* [Objetivo]: Extraia da notícia sobre a denúncia contra o prefeito de Castelo do Piauí o trecho que começa em "Por fim, destaca" e vai até "membro da administração.", sem nenhuma alteração.
━━━ Texto de origem
Ministério Público pede a desembargador que receba denúncia contra prefeito de Castelo do Piauí
O prefeito Magno Soares foi denunciado por crimes da lei de licitação devido a suposto benefício à empresa M Abreu & Oliveira Ltda-ME.
O subprocurador João Malato Neto emitiu tréplica e reforçou a necessidade do recebimento de denúncia encaminhada ao Tribunal de Justiça do Piauí contra o prefeito de Castelo do Piauí, José Magno Soares da Silva, e os sócios da empresa M Abreu & Oliveira Ltda-ME, Magnólia de Abreu Lima e Antônio Alves de Oliveira, por crimes da lei de licitações. O despacho foi emitido em 01 de março deste ano e o inquérito tramita na 2ª Câmara Especializada Criminal.
Em 05 de fevereiro deste ano, o desembargador Joaquim Dias de Santana Filho solicitou à Procuradoria Geral de Justiça para que se manifestasse acerca das defesas preliminares dos investigados, o prefeito Magno Soares e os empresários.
Na réplica, o subprocurador contestou os argumentos apresentados pelos acusados e enfatizou que no bojo do procedimento há indícios de autoria e de materialidade suficientes que autorizam a promoção da persecução penal.
Além disso, o referido procedimento foi instruído não apenas com o relatório da Delegacia de Combate à Corrupção e à Lavagem de Dinheiro da Polícia Civil do Estado do Piauí (Decoor), mas também pelo trabalho desenvolvido pela Promotoria de Justiça de Castelo do Piauí e pelo Centro de Apoio Operacional de Combate à Corrupção e Defesa do Patrimônio Público – CACOP/MPPI, elaborado por equipe técnica com análise dos documentos apresentados na representação formulada e também pelos que compõem os procedimentos licitatórios.
Por fim, destaca que as alegações dos acusados não merecem respaldo, pois argumentaram que a contratação foi realizada com a observância das exigências legais.
Defesa dos acusados
O desembargador Joaquim Dias de Santana Filho emitiu despacho em 28 de julho de 2023, determinando que os acusados apresentassem defesa no prazo de quinze dias sobre a denúncia do Ministério Público.
Em resumo, consta nas defesas preliminares que o aumento da despesa teria ocorrido porque a empresa contratada passou a fornecer alimentos para toda a administração municipal e não somente para as unidades escolares, que os procedimentos licitatórios são legais e estão devidamente ajustados às normas de regência. Os empresários alegaram perseguição política e que Magnólia ocupava cargo efetivo de professora sem vínculo de parentesco com qualquer membro da administração.
Investigação do Ministério Público
Uma representação foi encaminhada à Promotoria de Justiça de Castelo do Piauí em 05 de maio de 2020 pelo vereador Raimundo Nonato da Silva Mineiro apontando aumento significativo da despesa do município com a merenda escolar, relativo aos anos de 2017 a 2019, sendo que a quantidade de alunos permaneceu praticamente inalterada. Além de apontar uma série de irregularidades na contratação com a empresa M Abreu & Oliveira Ltda-ME (de nome fantasia Comercial Neto), que prestava os serviços.
━━━━━━
━━━ Registros fornecidos
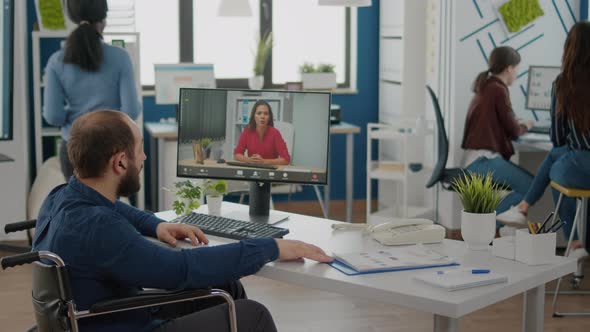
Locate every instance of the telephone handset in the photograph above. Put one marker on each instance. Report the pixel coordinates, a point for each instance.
(401, 231)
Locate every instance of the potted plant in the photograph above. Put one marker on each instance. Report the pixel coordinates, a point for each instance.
(201, 149)
(260, 58)
(214, 191)
(480, 197)
(188, 197)
(322, 77)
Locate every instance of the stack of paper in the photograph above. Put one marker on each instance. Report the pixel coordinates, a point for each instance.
(460, 278)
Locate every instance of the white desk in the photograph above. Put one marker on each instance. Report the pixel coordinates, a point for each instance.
(164, 160)
(400, 288)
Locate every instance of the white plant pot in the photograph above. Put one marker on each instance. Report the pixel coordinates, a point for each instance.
(256, 82)
(478, 229)
(319, 80)
(214, 204)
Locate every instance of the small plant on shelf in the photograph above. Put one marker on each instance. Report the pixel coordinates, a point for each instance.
(187, 195)
(307, 68)
(215, 188)
(478, 193)
(262, 53)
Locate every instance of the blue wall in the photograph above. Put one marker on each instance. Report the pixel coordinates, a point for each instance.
(358, 109)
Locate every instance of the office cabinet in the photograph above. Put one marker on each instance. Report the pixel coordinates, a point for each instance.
(403, 170)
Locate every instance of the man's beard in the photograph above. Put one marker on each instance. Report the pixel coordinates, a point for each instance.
(129, 184)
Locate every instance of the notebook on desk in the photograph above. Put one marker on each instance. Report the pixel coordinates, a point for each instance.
(390, 259)
(461, 278)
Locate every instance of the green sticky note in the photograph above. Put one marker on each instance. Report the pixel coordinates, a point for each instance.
(518, 13)
(52, 15)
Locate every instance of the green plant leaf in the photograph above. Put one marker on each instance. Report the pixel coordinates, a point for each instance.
(262, 53)
(478, 193)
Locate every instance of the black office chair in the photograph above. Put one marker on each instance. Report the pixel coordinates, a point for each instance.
(16, 227)
(441, 174)
(54, 306)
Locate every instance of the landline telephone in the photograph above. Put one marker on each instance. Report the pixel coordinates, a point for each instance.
(401, 231)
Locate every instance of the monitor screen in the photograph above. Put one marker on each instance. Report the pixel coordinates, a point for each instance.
(262, 136)
(6, 24)
(540, 82)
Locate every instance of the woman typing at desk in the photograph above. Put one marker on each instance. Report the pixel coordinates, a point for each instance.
(491, 126)
(261, 139)
(568, 163)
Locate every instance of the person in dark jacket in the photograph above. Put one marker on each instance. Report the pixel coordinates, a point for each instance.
(491, 126)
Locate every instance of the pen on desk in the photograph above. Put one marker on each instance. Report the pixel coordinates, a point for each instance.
(542, 229)
(473, 271)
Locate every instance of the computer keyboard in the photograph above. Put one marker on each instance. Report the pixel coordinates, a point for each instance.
(231, 228)
(540, 130)
(237, 163)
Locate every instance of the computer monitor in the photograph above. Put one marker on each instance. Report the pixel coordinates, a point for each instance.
(6, 72)
(541, 78)
(169, 78)
(216, 128)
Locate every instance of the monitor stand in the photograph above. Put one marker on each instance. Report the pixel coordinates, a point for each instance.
(259, 206)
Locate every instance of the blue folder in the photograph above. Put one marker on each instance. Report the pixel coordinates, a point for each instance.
(349, 271)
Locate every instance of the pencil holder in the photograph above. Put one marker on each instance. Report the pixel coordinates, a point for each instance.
(535, 249)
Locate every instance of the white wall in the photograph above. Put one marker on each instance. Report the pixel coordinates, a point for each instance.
(462, 58)
(310, 119)
(14, 183)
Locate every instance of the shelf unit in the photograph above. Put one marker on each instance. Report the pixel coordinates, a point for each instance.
(406, 136)
(43, 48)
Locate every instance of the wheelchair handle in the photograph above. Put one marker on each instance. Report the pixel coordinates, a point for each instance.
(20, 226)
(12, 261)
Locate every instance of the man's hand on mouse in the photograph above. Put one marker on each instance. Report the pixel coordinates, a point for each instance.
(171, 232)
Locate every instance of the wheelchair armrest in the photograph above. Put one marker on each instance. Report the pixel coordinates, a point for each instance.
(12, 261)
(20, 226)
(146, 299)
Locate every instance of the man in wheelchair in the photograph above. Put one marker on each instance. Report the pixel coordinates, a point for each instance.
(101, 240)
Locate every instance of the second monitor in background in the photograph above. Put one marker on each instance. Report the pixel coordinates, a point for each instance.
(277, 136)
(169, 78)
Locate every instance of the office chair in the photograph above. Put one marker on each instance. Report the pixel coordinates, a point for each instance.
(55, 309)
(441, 174)
(582, 197)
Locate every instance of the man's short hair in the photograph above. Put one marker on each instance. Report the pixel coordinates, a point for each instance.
(95, 138)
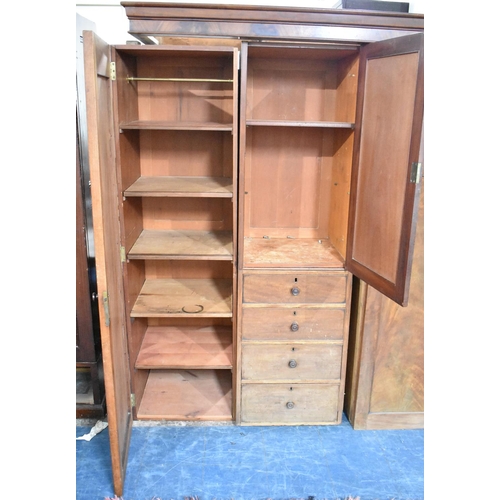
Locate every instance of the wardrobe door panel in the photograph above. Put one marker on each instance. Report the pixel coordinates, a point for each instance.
━━━━━━
* [Resultado do exercício]:
Por fim, destaca que as alegações dos acusados não merecem respaldo, pois argumentaram que a contratação foi realizada com a observância das exigências legais.
Defesa dos acusados
O desembargador Joaquim Dias de Santana Filho emitiu despacho em 28 de julho de 2023, determinando que os acusados apresentassem defesa no prazo de quinze dias sobre a denúncia do Ministério Público.
Em resumo, consta nas defesas preliminares que o aumento da despesa teria ocorrido porque a empresa contratada passou a fornecer alimentos para toda a administração municipal e não somente para as unidades escolares, que os procedimentos licitatórios são legais e estão devidamente ajustados às normas de regência. Os empresários alegaram perseguição política e que Magnólia ocupava cargo efetivo de professora sem vínculo de parentesco com qualquer membro da administração.